### EXERCISE TASK:
Transcribe all of the data exactly. Omit the pictures.
※ ※ ※
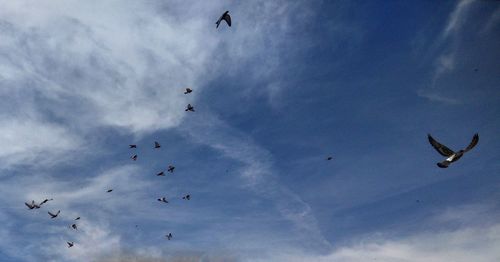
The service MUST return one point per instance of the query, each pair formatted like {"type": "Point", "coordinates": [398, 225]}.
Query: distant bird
{"type": "Point", "coordinates": [452, 156]}
{"type": "Point", "coordinates": [226, 17]}
{"type": "Point", "coordinates": [54, 215]}
{"type": "Point", "coordinates": [189, 108]}
{"type": "Point", "coordinates": [31, 205]}
{"type": "Point", "coordinates": [163, 199]}
{"type": "Point", "coordinates": [45, 201]}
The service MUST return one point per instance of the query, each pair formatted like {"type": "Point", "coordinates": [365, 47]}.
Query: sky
{"type": "Point", "coordinates": [287, 85]}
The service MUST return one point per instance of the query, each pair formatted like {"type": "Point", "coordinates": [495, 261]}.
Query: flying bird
{"type": "Point", "coordinates": [451, 155]}
{"type": "Point", "coordinates": [163, 199]}
{"type": "Point", "coordinates": [189, 108]}
{"type": "Point", "coordinates": [54, 215]}
{"type": "Point", "coordinates": [226, 17]}
{"type": "Point", "coordinates": [45, 201]}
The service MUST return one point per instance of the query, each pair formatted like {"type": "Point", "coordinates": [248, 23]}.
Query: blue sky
{"type": "Point", "coordinates": [287, 85]}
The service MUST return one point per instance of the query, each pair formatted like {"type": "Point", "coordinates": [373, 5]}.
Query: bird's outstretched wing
{"type": "Point", "coordinates": [473, 143]}
{"type": "Point", "coordinates": [442, 149]}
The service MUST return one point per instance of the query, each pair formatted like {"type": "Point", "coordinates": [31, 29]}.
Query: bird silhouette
{"type": "Point", "coordinates": [451, 155]}
{"type": "Point", "coordinates": [54, 215]}
{"type": "Point", "coordinates": [189, 107]}
{"type": "Point", "coordinates": [163, 199]}
{"type": "Point", "coordinates": [226, 17]}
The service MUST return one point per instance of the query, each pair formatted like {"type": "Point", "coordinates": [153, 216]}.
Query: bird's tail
{"type": "Point", "coordinates": [443, 164]}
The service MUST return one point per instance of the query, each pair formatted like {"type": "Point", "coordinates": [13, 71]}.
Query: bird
{"type": "Point", "coordinates": [54, 215]}
{"type": "Point", "coordinates": [163, 199]}
{"type": "Point", "coordinates": [226, 17]}
{"type": "Point", "coordinates": [189, 107]}
{"type": "Point", "coordinates": [45, 201]}
{"type": "Point", "coordinates": [31, 205]}
{"type": "Point", "coordinates": [451, 155]}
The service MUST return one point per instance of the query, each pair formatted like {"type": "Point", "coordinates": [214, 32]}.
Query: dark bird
{"type": "Point", "coordinates": [226, 17]}
{"type": "Point", "coordinates": [54, 215]}
{"type": "Point", "coordinates": [45, 201]}
{"type": "Point", "coordinates": [189, 108]}
{"type": "Point", "coordinates": [450, 154]}
{"type": "Point", "coordinates": [163, 199]}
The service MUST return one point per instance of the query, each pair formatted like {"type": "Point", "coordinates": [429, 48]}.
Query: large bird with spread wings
{"type": "Point", "coordinates": [451, 155]}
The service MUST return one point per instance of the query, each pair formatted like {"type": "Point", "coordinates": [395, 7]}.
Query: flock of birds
{"type": "Point", "coordinates": [451, 156]}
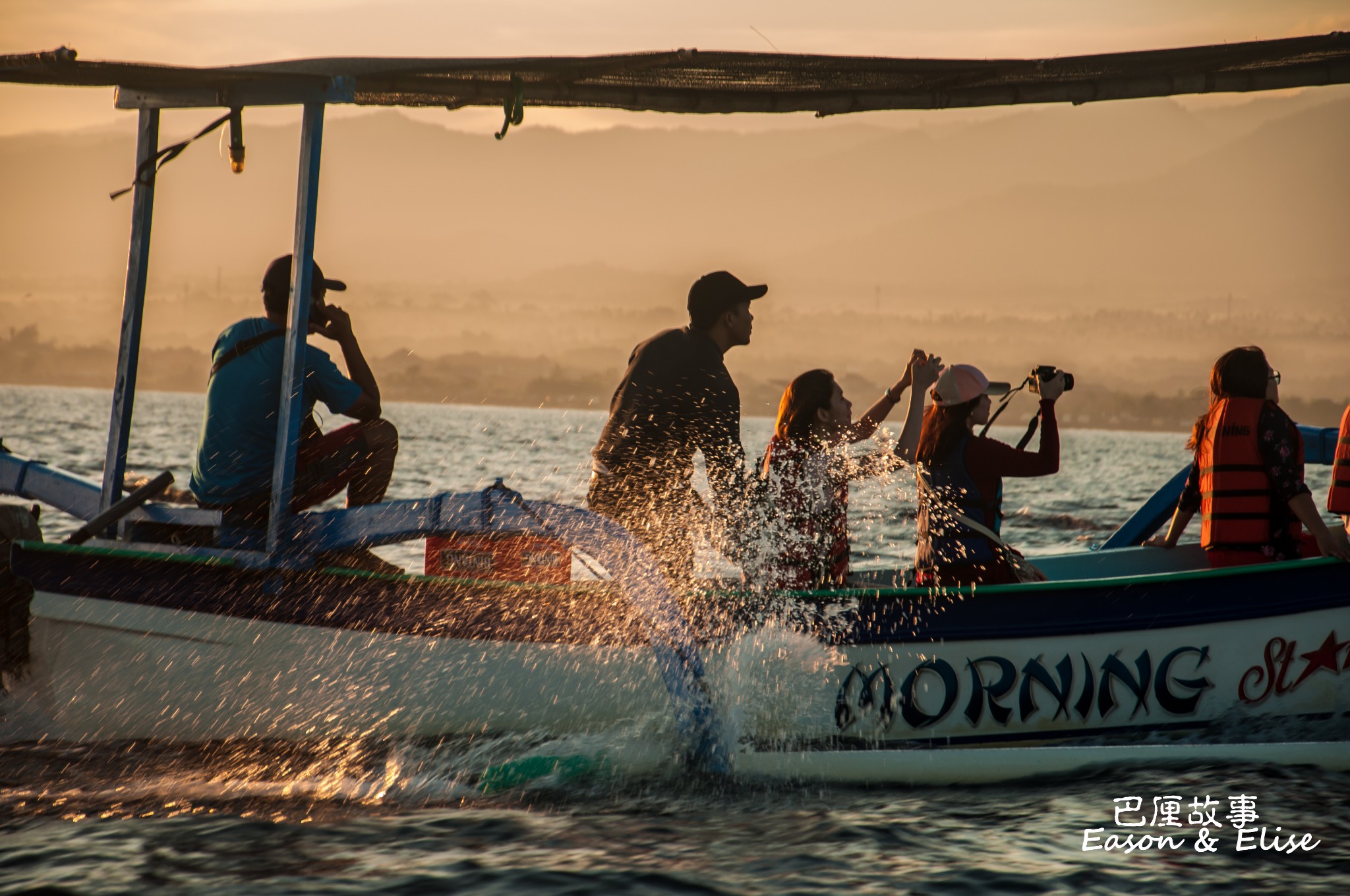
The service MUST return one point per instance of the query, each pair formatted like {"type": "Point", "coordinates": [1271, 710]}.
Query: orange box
{"type": "Point", "coordinates": [507, 557]}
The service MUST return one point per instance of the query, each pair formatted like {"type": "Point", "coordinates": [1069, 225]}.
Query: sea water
{"type": "Point", "coordinates": [377, 817]}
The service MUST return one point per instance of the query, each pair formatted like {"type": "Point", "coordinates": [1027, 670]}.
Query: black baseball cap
{"type": "Point", "coordinates": [277, 280]}
{"type": "Point", "coordinates": [719, 292]}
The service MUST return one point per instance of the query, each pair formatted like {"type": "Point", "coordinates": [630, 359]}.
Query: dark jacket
{"type": "Point", "coordinates": [677, 399]}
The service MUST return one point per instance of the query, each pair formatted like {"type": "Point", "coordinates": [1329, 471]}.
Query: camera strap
{"type": "Point", "coordinates": [1030, 431]}
{"type": "Point", "coordinates": [1003, 406]}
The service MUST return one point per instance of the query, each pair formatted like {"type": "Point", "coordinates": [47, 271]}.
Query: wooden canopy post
{"type": "Point", "coordinates": [132, 308]}
{"type": "Point", "coordinates": [293, 368]}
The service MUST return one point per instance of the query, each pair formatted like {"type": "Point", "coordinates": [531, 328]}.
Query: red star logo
{"type": "Point", "coordinates": [1324, 658]}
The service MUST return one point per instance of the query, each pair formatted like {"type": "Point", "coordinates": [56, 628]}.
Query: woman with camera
{"type": "Point", "coordinates": [806, 470]}
{"type": "Point", "coordinates": [962, 480]}
{"type": "Point", "coordinates": [1248, 474]}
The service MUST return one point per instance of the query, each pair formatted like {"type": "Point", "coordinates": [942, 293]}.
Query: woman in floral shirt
{"type": "Point", "coordinates": [807, 470]}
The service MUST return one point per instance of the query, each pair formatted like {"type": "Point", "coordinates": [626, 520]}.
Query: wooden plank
{"type": "Point", "coordinates": [283, 92]}
{"type": "Point", "coordinates": [293, 366]}
{"type": "Point", "coordinates": [132, 311]}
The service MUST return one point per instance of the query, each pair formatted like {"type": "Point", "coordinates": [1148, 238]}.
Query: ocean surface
{"type": "Point", "coordinates": [380, 817]}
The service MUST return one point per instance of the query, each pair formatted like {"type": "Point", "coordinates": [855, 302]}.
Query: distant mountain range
{"type": "Point", "coordinates": [1133, 204]}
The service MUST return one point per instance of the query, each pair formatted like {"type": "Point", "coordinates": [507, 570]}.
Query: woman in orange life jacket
{"type": "Point", "coordinates": [962, 480]}
{"type": "Point", "coordinates": [807, 468]}
{"type": "Point", "coordinates": [1338, 497]}
{"type": "Point", "coordinates": [1248, 474]}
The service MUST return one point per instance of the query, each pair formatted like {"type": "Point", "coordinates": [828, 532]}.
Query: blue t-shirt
{"type": "Point", "coordinates": [238, 440]}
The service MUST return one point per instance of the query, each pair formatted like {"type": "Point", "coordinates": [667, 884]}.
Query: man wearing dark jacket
{"type": "Point", "coordinates": [677, 399]}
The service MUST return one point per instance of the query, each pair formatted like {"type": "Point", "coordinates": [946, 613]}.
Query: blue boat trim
{"type": "Point", "coordinates": [597, 614]}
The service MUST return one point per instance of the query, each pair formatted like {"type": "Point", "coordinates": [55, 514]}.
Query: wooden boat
{"type": "Point", "coordinates": [167, 625]}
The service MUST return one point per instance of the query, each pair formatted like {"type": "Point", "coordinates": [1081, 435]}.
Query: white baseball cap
{"type": "Point", "coordinates": [960, 383]}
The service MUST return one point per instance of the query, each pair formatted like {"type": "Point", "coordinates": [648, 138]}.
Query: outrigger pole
{"type": "Point", "coordinates": [132, 308]}
{"type": "Point", "coordinates": [297, 329]}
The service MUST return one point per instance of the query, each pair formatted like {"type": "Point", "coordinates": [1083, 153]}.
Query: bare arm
{"type": "Point", "coordinates": [1330, 543]}
{"type": "Point", "coordinates": [339, 329]}
{"type": "Point", "coordinates": [920, 373]}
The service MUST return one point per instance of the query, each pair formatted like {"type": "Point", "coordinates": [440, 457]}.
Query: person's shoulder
※ ※ ※
### SOLUTION FOR THIS PROBLEM:
The service MUST return one point per instance of the query, each pair formatted like {"type": "Point", "coordinates": [398, 225]}.
Query: distant bird
{"type": "Point", "coordinates": [452, 156]}
{"type": "Point", "coordinates": [226, 17]}
{"type": "Point", "coordinates": [54, 215]}
{"type": "Point", "coordinates": [189, 108]}
{"type": "Point", "coordinates": [31, 205]}
{"type": "Point", "coordinates": [163, 199]}
{"type": "Point", "coordinates": [45, 201]}
The service MUST return one point per instance of the query, each pair formatted like {"type": "Point", "coordinates": [365, 47]}.
Query: sky
{"type": "Point", "coordinates": [287, 85]}
The service MUST return one point per instance of the query, each pair formatted like {"type": "Point", "coordinates": [495, 261]}.
Query: flying bird
{"type": "Point", "coordinates": [451, 155]}
{"type": "Point", "coordinates": [163, 199]}
{"type": "Point", "coordinates": [189, 108]}
{"type": "Point", "coordinates": [54, 215]}
{"type": "Point", "coordinates": [226, 17]}
{"type": "Point", "coordinates": [45, 201]}
The service MUST return one point per instance of the query, each pair formatted like {"type": "Point", "coordinates": [248, 23]}.
Query: blue sky
{"type": "Point", "coordinates": [287, 85]}
The service MUST return one point per instance of the query, each pair formatted like {"type": "Point", "coordinates": [373, 5]}.
Query: bird's outstretched wing
{"type": "Point", "coordinates": [473, 143]}
{"type": "Point", "coordinates": [442, 149]}
The service MUST return one point per instance of the query, each pair formatted like {"type": "Point", "coordinates": [31, 29]}.
Query: bird silhouette
{"type": "Point", "coordinates": [451, 155]}
{"type": "Point", "coordinates": [54, 215]}
{"type": "Point", "coordinates": [189, 107]}
{"type": "Point", "coordinates": [163, 199]}
{"type": "Point", "coordinates": [226, 17]}
The service MUST return one point per instance of the query, each pair formatted like {"type": "Point", "coordinates": [153, 216]}.
Query: bird's tail
{"type": "Point", "coordinates": [443, 164]}
The service MUST return one point per instance of the query, each pair formatted like {"type": "Point", "coordinates": [13, 71]}.
Query: bird
{"type": "Point", "coordinates": [54, 215]}
{"type": "Point", "coordinates": [163, 199]}
{"type": "Point", "coordinates": [226, 17]}
{"type": "Point", "coordinates": [189, 107]}
{"type": "Point", "coordinates": [45, 201]}
{"type": "Point", "coordinates": [31, 205]}
{"type": "Point", "coordinates": [451, 155]}
The service MUST return one point per instance of the query, each pair formatted like {"type": "Point", "coordinates": [214, 32]}.
Query: dark bird
{"type": "Point", "coordinates": [226, 17]}
{"type": "Point", "coordinates": [54, 215]}
{"type": "Point", "coordinates": [45, 201]}
{"type": "Point", "coordinates": [189, 108]}
{"type": "Point", "coordinates": [450, 154]}
{"type": "Point", "coordinates": [163, 199]}
The service MUST return one point per instance of the query, each pair formatted like {"type": "Point", "coordinates": [429, 48]}.
Query: large bird with spread wings
{"type": "Point", "coordinates": [451, 155]}
The service MUST return one point per instance of the query, each pair formatted like {"type": "Point", "coordinates": [395, 7]}.
Query: flock of birds
{"type": "Point", "coordinates": [451, 156]}
The service MUST return one point per instance of the query, each pair formatted like {"type": "Point", "coordinates": [1271, 710]}.
Query: orange box
{"type": "Point", "coordinates": [507, 557]}
The service MUST return one point per instance of the query, each pair formatted like {"type": "Point", "coordinates": [1069, 225]}.
Query: sea water
{"type": "Point", "coordinates": [377, 817]}
The service MUST return one point per instance of the query, each pair formatted like {"type": "Point", "coordinates": [1027, 670]}.
Query: black baseball cap
{"type": "Point", "coordinates": [277, 280]}
{"type": "Point", "coordinates": [719, 292]}
The service MUST return one point per instance of the query, each pair formatted like {"type": "Point", "coordinates": [630, 359]}.
Query: dark jacket
{"type": "Point", "coordinates": [677, 399]}
The service MUST return one point per instance of the query, each pair formatted like {"type": "Point", "coordinates": [1329, 471]}.
Query: camera strap
{"type": "Point", "coordinates": [1030, 431]}
{"type": "Point", "coordinates": [1003, 406]}
The service MUST return one point per instance of the query, each pair formatted like {"type": "Point", "coordinates": [47, 271]}.
Query: wooden canopy post
{"type": "Point", "coordinates": [132, 308]}
{"type": "Point", "coordinates": [293, 368]}
The service MUST return one point per instance of the query, each pair formatted like {"type": "Point", "coordinates": [531, 328]}.
Query: red star logo
{"type": "Point", "coordinates": [1324, 658]}
The service MUST return one point per instance of the query, each pair formatted like {"type": "Point", "coordinates": [56, 628]}.
Query: woman with camera
{"type": "Point", "coordinates": [806, 470]}
{"type": "Point", "coordinates": [962, 480]}
{"type": "Point", "coordinates": [1248, 474]}
The service MUST return one point per instance of the query, each pair formatted like {"type": "Point", "coordinates": [942, 293]}.
Query: woman in floral shirt
{"type": "Point", "coordinates": [807, 470]}
The service MUST return one point per instance of the query, each pair formatted like {"type": "Point", "coordinates": [626, 520]}.
Query: wooden plank
{"type": "Point", "coordinates": [283, 92]}
{"type": "Point", "coordinates": [293, 366]}
{"type": "Point", "coordinates": [132, 311]}
The service MUST return one point per instance of the query, each pair formatted like {"type": "Point", "coordinates": [1148, 238]}.
Query: ocean surface
{"type": "Point", "coordinates": [380, 817]}
The service MUST return one point per instance of the query, each pair formatted like {"type": "Point", "coordinates": [855, 302]}.
Query: distant mountain range
{"type": "Point", "coordinates": [1133, 204]}
The service MUST return one point per instance of the query, each pair formatted like {"type": "Point", "coordinates": [507, 570]}.
Query: woman in orange life jacket
{"type": "Point", "coordinates": [962, 480]}
{"type": "Point", "coordinates": [807, 468]}
{"type": "Point", "coordinates": [1338, 497]}
{"type": "Point", "coordinates": [1248, 474]}
The service MUST return one point per instance of the query, each pair formatted like {"type": "Point", "coordinates": [828, 532]}.
Query: blue t-shirt
{"type": "Point", "coordinates": [238, 440]}
The service MUST return one point per instance of the query, each pair formatted like {"type": "Point", "coordinates": [667, 884]}.
Query: man wearing dark jacket
{"type": "Point", "coordinates": [677, 399]}
The service MUST return one point per instance of the query, each pair formatted like {"type": "Point", "coordinates": [946, 613]}.
Query: blue boat trim
{"type": "Point", "coordinates": [597, 614]}
The service MUST return one point per instance of the query, each pair formatted like {"type": "Point", "coordinates": [55, 514]}.
Query: wooden boat
{"type": "Point", "coordinates": [167, 625]}
The service MUST return one point per instance of the query, each pair formatted like {"type": "Point", "coordinates": [1081, 435]}.
Query: white baseball cap
{"type": "Point", "coordinates": [960, 383]}
The service MUST return one point per instance of the query, each pair formatted like {"type": "Point", "coordinates": [648, 138]}.
Query: outrigger pole
{"type": "Point", "coordinates": [132, 308]}
{"type": "Point", "coordinates": [297, 329]}
The service MUST return one point per instance of the query, each pair formatted like {"type": "Point", "coordinates": [1083, 153]}.
Query: bare arm
{"type": "Point", "coordinates": [1330, 543]}
{"type": "Point", "coordinates": [339, 329]}
{"type": "Point", "coordinates": [920, 373]}
The service MUST return one point per instance of the query, each pair formatted like {"type": "Point", "coordinates": [440, 457]}.
Query: person's shoulder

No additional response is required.